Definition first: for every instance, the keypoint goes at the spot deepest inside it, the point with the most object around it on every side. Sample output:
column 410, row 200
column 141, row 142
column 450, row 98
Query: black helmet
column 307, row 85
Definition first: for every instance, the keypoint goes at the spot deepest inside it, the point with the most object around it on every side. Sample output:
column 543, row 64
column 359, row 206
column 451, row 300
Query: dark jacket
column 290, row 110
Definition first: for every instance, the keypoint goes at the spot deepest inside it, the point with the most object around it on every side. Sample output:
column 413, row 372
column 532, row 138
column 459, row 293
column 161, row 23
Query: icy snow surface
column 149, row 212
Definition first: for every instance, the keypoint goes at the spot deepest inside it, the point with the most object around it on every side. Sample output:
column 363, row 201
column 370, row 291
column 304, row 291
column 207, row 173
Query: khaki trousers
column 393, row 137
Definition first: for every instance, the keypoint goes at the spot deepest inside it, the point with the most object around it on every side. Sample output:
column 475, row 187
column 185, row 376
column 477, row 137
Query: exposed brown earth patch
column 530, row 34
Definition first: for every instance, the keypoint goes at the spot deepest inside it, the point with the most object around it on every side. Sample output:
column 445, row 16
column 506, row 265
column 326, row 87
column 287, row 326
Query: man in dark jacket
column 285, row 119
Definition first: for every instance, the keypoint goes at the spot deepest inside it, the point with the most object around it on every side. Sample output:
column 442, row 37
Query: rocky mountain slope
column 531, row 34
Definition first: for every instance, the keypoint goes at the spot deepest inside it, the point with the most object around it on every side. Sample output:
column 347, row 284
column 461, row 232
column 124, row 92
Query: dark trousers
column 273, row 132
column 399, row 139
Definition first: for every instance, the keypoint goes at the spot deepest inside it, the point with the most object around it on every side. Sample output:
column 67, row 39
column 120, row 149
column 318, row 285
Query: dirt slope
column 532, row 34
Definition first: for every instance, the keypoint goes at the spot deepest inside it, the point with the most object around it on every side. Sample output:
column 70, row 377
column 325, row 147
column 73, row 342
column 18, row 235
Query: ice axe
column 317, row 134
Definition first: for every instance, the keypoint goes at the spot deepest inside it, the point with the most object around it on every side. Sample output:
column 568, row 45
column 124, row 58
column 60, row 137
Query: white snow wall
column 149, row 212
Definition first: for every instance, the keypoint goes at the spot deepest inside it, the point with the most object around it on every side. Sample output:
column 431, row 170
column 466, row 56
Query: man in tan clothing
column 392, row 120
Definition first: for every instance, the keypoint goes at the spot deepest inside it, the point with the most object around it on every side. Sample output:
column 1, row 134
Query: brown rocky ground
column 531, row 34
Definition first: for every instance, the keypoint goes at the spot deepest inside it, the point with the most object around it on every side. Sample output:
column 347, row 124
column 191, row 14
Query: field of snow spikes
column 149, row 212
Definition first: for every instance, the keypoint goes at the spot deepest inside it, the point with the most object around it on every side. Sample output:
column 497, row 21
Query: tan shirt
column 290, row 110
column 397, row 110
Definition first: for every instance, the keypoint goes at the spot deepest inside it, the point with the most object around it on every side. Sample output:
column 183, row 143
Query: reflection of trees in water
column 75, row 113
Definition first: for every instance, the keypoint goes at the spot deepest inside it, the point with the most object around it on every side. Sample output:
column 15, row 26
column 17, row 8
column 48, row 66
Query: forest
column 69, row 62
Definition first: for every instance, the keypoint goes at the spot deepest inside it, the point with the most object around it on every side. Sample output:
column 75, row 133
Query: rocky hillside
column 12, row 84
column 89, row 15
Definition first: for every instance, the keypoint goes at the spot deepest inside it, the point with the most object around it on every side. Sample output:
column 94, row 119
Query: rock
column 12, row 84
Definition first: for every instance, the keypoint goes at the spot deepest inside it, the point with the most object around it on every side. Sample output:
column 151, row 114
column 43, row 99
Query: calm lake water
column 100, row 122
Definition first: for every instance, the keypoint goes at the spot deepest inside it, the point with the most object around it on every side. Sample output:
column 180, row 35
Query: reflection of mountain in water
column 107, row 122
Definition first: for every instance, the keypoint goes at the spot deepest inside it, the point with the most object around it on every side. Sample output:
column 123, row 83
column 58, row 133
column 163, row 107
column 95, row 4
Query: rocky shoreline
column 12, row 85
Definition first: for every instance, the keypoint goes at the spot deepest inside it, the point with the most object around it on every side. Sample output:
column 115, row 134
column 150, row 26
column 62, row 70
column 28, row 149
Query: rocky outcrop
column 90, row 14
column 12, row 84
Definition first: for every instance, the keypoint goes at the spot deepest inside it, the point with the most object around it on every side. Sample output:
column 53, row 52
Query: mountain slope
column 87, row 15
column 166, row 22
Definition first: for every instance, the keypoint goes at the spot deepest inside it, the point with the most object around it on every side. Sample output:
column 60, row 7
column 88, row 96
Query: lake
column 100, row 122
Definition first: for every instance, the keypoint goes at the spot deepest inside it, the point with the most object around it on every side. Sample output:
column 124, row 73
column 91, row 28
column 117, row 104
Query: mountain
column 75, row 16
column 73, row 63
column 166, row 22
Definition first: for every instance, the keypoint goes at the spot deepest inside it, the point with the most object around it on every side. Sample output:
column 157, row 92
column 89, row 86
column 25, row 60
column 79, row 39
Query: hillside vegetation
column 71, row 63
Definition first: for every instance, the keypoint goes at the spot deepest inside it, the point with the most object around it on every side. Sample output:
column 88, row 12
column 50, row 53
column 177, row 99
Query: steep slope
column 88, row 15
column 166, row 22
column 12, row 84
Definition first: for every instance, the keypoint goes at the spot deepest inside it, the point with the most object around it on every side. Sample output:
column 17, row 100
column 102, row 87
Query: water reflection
:::::
GOAL OF THE EXERCISE:
Working from the listing above, give it again word for word.

RESULT OF THE EXERCISE:
Definition first: for every instance, the keypoint goes at the spot deepest inside it, the point with the most object around it on every side. Sample output:
column 410, row 200
column 141, row 142
column 450, row 98
Query: black helmet
column 307, row 85
Definition first: for every instance, the keypoint goes at the spot deepest inside it, the point with the most object around it on every side. Sample output:
column 543, row 64
column 359, row 206
column 451, row 300
Query: dark jacket
column 290, row 110
Definition first: for every instance, the keypoint goes at the spot deepest inside it, the point with the most object around it on every side. Sample output:
column 413, row 372
column 532, row 138
column 459, row 293
column 161, row 23
Query: icy snow surface
column 149, row 212
Definition first: for every instance, the keypoint goes at the spot deepest inside it, the point with the most object around it on every side. Sample output:
column 363, row 201
column 370, row 291
column 304, row 291
column 207, row 173
Query: khaki trousers
column 393, row 137
Definition first: for every instance, the keypoint goes at the spot deepest inside it, the point with the most object around it on every side. Sample output:
column 475, row 187
column 185, row 376
column 477, row 137
Query: exposed brown earth patch
column 530, row 34
Definition first: for every instance, the keypoint goes at the spot deepest inside it, the point with the most object around it on every side. Sample output:
column 445, row 16
column 506, row 265
column 326, row 87
column 287, row 326
Query: man in dark jacket
column 285, row 119
Definition first: for every instance, the keypoint goes at the spot deepest inside it, the point with the most object around it on every side. Sample output:
column 442, row 37
Query: rocky mountain slope
column 531, row 34
Definition first: for every instance, the keypoint goes at the spot deepest inside it, the point with the most object around it on every side. Sample output:
column 347, row 284
column 461, row 232
column 124, row 92
Query: dark trousers
column 273, row 132
column 399, row 139
Definition first: for every instance, the keypoint goes at the spot deepest inside it, the point with the most object around it on every side. Sample output:
column 67, row 39
column 120, row 149
column 318, row 285
Query: dirt slope
column 532, row 34
Definition first: for every instance, the keypoint goes at the spot deepest inside it, the point with the most object around it on every side. Sample output:
column 70, row 377
column 325, row 147
column 73, row 342
column 18, row 235
Query: ice axe
column 317, row 134
Definition first: for every instance, the keypoint goes at the spot deepest inside it, the point with the most object around it on every side. Sample output:
column 568, row 45
column 124, row 58
column 60, row 137
Query: white snow wall
column 149, row 212
Definition first: for every instance, the keypoint goes at the spot deepest inside it, the point with the most object around it on every side. Sample output:
column 431, row 170
column 466, row 56
Query: man in tan clothing
column 392, row 120
Definition first: for every instance, the keypoint goes at the spot deepest inside it, the point with the most object around it on every side. Sample output:
column 1, row 134
Query: brown rocky ground
column 531, row 34
Definition first: for every instance, the keypoint goes at the spot deepest inside it, the point with the most object around it on every side. Sample output:
column 347, row 124
column 191, row 14
Query: field of snow spikes
column 149, row 212
Definition first: for every instance, the keypoint goes at the spot deepest inside it, the point with the most object around it on every side. Sample output:
column 497, row 21
Query: tan shirt
column 290, row 110
column 397, row 110
Definition first: for every instance, the keypoint goes at the spot deepest inside it, the point with the most object around it on every side. Sample output:
column 183, row 143
Query: reflection of trees in water
column 75, row 113
Definition first: for every instance, the keypoint goes at the spot deepest inside it, the point with the most object around it on every side. Sample output:
column 15, row 26
column 17, row 8
column 48, row 66
Query: forest
column 69, row 62
Definition first: for every instance, the keypoint goes at the spot deepest inside it, the point with the most object around it on every side. Sample output:
column 75, row 133
Query: rocky hillside
column 12, row 84
column 89, row 15
Definition first: for every instance, the keypoint goes at the spot deepest inside it, the point with the most object around it on every side. Sample output:
column 94, row 119
Query: rock
column 12, row 84
Definition first: for every instance, the keypoint goes at the spot deepest inside it, the point with the most object around it on every side. Sample output:
column 151, row 114
column 43, row 99
Query: calm lake water
column 100, row 122
Definition first: for every instance, the keypoint goes at the spot deepest inside it, the point with the most object around it on every side. Sample output:
column 180, row 35
Query: reflection of mountain in water
column 107, row 122
Definition first: for every instance, the keypoint goes at the spot deepest inside it, the point with the most object around it on every side. Sample output:
column 123, row 83
column 58, row 133
column 163, row 107
column 95, row 4
Query: rocky shoreline
column 12, row 85
Definition first: for every instance, the keypoint goes at the spot deepest inside it, the point with the most object around it on every side. Sample output:
column 115, row 134
column 150, row 26
column 62, row 70
column 28, row 149
Query: rocky outcrop
column 90, row 14
column 12, row 84
Definition first: for every instance, the keypoint goes at the spot deepest inside it, the point with the most object around it on every side. Sample output:
column 53, row 52
Query: mountain slope
column 87, row 15
column 166, row 22
Definition first: for every instance, the keypoint goes at the spot deepest inside it, the point with the most object around it on every side. Sample output:
column 60, row 7
column 88, row 96
Query: lake
column 100, row 122
Definition first: for every instance, the keypoint goes at the spot deepest inside it, the point with the most object around it on every side. Sample output:
column 124, row 73
column 91, row 28
column 117, row 104
Query: mountain
column 75, row 16
column 73, row 63
column 166, row 22
Definition first: for every instance, the keypoint goes at the spot deepest inside it, the point with the most object around it on every side. Sample output:
column 157, row 92
column 89, row 86
column 25, row 60
column 79, row 39
Query: hillside vegetation
column 71, row 63
Definition first: for every instance, the keypoint goes at the spot deepest inside it, the point with the most object around it on every side. Sample output:
column 88, row 12
column 50, row 53
column 177, row 99
Query: steep slope
column 88, row 15
column 166, row 22
column 12, row 84
Definition first: for every instance, the keypoint goes at the spot deepest inside it, the point with the most object around it on every side. Sample output:
column 17, row 100
column 102, row 87
Query: water reflection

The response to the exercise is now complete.